→ **The problem**
Write out exactly the lines from the one containing "One point for each instance of the adult hand, each" through the last line of the records below, including both.

[START OF Extracted material]

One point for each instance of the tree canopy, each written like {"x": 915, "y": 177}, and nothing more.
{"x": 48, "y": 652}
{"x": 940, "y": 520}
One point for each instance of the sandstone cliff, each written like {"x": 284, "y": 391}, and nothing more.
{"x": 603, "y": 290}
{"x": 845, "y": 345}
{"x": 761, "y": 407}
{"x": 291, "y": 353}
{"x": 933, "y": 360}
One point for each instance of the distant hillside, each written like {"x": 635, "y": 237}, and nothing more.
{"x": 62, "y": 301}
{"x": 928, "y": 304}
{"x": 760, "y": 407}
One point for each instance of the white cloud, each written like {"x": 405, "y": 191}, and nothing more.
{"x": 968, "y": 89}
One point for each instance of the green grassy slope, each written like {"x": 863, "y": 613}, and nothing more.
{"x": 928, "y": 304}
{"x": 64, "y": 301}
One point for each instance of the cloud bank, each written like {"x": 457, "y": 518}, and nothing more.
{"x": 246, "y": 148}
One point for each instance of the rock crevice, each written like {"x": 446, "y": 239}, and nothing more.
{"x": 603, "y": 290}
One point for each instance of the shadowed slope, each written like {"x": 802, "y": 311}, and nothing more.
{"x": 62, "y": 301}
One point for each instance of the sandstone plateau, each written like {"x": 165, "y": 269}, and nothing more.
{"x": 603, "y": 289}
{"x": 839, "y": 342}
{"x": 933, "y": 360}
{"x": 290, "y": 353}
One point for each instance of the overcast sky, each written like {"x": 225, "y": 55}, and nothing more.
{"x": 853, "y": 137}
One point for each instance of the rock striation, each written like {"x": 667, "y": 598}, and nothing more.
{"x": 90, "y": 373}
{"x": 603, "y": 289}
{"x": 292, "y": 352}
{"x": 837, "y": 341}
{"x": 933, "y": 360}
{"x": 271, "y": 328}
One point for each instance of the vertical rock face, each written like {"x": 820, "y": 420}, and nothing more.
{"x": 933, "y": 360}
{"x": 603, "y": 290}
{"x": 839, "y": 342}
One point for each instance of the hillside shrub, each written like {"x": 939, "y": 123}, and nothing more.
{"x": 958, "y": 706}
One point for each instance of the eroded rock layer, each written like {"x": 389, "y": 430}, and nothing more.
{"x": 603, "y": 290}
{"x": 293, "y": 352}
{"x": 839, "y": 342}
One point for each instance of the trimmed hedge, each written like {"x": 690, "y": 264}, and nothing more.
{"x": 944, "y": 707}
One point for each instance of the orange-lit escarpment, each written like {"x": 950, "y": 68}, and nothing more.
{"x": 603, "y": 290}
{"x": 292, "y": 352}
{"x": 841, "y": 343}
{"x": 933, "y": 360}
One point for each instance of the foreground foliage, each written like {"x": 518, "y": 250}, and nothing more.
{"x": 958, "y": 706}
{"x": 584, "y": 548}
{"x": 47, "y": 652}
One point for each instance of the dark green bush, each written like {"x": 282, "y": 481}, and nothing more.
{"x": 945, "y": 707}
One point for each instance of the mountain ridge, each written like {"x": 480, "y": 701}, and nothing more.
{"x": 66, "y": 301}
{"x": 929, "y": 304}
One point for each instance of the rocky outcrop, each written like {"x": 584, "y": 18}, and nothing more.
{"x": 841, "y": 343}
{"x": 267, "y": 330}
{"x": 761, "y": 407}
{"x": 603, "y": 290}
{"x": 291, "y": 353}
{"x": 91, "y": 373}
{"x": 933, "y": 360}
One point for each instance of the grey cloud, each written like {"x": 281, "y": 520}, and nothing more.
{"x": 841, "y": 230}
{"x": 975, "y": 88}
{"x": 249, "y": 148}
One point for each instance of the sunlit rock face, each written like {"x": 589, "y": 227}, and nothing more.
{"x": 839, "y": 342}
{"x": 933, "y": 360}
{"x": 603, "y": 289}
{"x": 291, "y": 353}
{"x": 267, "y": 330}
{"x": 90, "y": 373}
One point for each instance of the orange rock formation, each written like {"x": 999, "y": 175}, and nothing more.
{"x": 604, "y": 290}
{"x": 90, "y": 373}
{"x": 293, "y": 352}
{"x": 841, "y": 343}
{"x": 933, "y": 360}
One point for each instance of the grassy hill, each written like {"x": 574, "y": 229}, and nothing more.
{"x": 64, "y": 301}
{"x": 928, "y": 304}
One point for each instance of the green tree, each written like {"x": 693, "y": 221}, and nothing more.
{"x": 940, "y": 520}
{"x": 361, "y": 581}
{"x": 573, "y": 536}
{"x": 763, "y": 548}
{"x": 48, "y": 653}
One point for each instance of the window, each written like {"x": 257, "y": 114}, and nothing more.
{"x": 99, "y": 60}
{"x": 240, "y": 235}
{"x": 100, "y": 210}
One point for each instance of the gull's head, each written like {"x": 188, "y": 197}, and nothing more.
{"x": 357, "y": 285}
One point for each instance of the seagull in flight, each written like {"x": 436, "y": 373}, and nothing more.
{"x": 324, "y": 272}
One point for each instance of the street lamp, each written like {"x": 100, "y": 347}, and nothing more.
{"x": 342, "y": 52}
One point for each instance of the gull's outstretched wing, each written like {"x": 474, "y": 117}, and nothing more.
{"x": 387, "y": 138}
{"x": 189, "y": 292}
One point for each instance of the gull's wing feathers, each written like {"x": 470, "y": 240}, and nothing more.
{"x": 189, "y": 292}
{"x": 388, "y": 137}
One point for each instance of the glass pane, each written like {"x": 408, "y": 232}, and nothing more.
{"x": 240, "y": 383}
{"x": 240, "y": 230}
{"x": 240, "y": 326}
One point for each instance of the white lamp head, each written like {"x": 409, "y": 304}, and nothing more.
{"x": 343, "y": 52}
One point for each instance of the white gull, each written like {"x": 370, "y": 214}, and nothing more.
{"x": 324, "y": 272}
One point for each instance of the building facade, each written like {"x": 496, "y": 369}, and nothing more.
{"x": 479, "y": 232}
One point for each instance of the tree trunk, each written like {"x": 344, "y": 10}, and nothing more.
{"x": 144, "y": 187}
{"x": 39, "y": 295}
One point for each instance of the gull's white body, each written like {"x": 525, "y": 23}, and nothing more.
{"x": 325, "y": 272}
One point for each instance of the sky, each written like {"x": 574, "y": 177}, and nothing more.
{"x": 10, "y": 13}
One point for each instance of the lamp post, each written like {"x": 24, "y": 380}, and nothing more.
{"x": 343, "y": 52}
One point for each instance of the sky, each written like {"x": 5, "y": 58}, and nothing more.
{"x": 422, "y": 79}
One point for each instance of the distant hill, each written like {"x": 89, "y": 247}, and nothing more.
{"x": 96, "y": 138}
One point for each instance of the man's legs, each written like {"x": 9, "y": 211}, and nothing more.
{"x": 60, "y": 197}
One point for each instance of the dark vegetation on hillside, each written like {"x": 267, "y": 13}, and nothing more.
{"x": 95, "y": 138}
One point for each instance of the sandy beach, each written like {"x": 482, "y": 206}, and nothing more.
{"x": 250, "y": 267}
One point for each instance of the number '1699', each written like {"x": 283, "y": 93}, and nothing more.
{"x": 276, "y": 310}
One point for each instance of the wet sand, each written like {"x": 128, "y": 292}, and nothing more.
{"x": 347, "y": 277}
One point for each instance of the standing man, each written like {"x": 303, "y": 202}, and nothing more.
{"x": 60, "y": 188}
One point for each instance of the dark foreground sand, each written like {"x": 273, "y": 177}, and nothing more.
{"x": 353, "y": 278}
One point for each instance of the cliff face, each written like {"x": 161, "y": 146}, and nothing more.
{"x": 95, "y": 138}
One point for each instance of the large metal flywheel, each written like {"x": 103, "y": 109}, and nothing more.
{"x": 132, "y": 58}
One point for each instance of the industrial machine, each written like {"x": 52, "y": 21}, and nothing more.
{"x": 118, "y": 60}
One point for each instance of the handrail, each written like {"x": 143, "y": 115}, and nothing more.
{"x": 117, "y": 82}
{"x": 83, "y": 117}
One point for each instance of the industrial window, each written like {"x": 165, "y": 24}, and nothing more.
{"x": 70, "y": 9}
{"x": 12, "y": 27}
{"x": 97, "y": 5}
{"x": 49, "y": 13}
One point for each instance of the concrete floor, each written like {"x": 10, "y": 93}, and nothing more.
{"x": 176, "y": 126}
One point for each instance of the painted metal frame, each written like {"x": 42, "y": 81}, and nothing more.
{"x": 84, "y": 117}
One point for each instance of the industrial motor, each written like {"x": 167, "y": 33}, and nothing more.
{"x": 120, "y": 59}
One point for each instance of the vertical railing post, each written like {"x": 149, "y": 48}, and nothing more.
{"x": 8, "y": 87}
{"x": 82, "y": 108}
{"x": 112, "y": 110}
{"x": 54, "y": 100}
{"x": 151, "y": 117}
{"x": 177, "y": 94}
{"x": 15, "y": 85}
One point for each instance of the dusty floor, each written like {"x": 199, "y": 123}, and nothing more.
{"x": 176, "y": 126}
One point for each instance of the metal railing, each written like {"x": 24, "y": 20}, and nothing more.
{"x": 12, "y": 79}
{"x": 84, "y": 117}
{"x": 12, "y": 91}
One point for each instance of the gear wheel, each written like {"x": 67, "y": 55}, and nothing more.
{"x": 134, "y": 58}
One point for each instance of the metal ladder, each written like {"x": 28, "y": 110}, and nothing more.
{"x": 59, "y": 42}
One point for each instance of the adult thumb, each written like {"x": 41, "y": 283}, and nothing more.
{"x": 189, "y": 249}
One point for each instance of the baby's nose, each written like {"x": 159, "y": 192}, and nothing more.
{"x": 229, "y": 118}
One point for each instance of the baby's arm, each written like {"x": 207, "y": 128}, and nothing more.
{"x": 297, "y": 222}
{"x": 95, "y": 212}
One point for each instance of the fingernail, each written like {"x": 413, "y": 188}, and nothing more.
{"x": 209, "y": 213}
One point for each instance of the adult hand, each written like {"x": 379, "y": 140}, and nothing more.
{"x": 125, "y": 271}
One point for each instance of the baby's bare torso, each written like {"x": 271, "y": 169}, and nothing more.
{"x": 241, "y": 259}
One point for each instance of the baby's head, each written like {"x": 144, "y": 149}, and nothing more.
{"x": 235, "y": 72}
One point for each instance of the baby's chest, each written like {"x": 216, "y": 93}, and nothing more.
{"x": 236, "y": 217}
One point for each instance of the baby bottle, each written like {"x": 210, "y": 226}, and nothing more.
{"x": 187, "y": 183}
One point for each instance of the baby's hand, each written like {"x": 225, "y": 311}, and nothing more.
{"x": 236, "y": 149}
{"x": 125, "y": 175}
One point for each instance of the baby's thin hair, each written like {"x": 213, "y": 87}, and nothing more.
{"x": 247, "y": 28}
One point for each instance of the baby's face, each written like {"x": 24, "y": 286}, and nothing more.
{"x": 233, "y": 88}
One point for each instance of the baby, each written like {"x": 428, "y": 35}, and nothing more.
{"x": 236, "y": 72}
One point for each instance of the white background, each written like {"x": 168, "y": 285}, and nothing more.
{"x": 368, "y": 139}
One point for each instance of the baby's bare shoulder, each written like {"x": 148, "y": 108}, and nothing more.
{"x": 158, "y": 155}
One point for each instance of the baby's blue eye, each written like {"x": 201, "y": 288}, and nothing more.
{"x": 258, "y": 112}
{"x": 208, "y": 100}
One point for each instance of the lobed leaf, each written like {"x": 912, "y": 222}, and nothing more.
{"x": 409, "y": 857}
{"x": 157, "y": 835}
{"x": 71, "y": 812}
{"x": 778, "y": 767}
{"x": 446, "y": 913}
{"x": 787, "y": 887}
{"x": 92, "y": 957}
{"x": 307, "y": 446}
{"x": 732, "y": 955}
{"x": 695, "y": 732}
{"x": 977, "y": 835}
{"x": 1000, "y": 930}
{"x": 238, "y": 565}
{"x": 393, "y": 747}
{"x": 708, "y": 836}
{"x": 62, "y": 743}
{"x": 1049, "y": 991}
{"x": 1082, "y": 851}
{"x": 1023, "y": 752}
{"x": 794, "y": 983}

[END OF Extracted material]

→ **Exercise output**
One point for each instance of the adult hand, each written like {"x": 379, "y": 140}, and nothing more.
{"x": 125, "y": 271}
One point for each instance of the baby's bare torso, each written like {"x": 271, "y": 169}, and nothing more.
{"x": 241, "y": 259}
One point for each instance of the baby's head, each written like {"x": 144, "y": 149}, and nothing more.
{"x": 235, "y": 72}
One point for each instance of the baby's chest, each written like {"x": 216, "y": 93}, and nothing more.
{"x": 236, "y": 217}
One point for each instance of the baby bottle, each written like {"x": 210, "y": 226}, and nothing more.
{"x": 187, "y": 183}
One point for each instance of the baby's hand, each written like {"x": 225, "y": 311}, and nothing more.
{"x": 236, "y": 149}
{"x": 125, "y": 175}
One point for each instance of the baby's thin hair, each written like {"x": 213, "y": 87}, and nothing more.
{"x": 247, "y": 28}
One point for each instance of the baby's face, each written like {"x": 24, "y": 286}, and nothing more.
{"x": 233, "y": 88}
One point for each instance of the baby, each written like {"x": 428, "y": 35}, and nothing more.
{"x": 236, "y": 72}
One point for each instance of the white background, each written like {"x": 168, "y": 285}, and nothing more.
{"x": 368, "y": 139}
One point for each instance of the baby's bare shoulder, each written like {"x": 148, "y": 108}, and nothing more.
{"x": 158, "y": 155}
One point for each instance of the baby's blue eye, each written like {"x": 201, "y": 288}, and nothing more.
{"x": 258, "y": 112}
{"x": 208, "y": 100}
One point for each instance of the lobed leaf, each written like {"x": 912, "y": 222}, and nothing more.
{"x": 409, "y": 857}
{"x": 157, "y": 835}
{"x": 71, "y": 812}
{"x": 778, "y": 767}
{"x": 446, "y": 913}
{"x": 787, "y": 887}
{"x": 92, "y": 957}
{"x": 307, "y": 446}
{"x": 732, "y": 955}
{"x": 695, "y": 732}
{"x": 977, "y": 835}
{"x": 1000, "y": 930}
{"x": 238, "y": 565}
{"x": 393, "y": 747}
{"x": 708, "y": 836}
{"x": 62, "y": 743}
{"x": 1049, "y": 991}
{"x": 1082, "y": 851}
{"x": 1023, "y": 752}
{"x": 794, "y": 983}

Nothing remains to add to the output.